* [Requirements]: Type out the complete listing below word for word, without its pictures.

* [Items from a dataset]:
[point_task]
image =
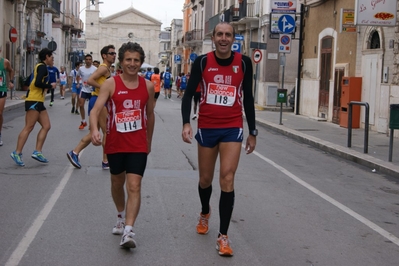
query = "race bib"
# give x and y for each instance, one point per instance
(128, 121)
(221, 94)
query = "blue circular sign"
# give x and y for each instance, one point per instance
(286, 24)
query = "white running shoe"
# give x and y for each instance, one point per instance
(127, 240)
(119, 226)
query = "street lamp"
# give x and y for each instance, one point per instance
(92, 4)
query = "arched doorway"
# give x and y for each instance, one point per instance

* [Solution]:
[point_task]
image =
query = "race bib"
# give x and y for each instance, one point per instance
(128, 121)
(221, 94)
query = "blue circular sign"
# give x and y for each instance, one point per instance
(286, 24)
query = "white running shoe"
# give x and y for each instance, one point per instance
(127, 240)
(119, 226)
query = "street lamp"
# give x and y for each instance, one point per instance
(92, 4)
query = "arched doorway"
# give x and y for each instance, one point per instance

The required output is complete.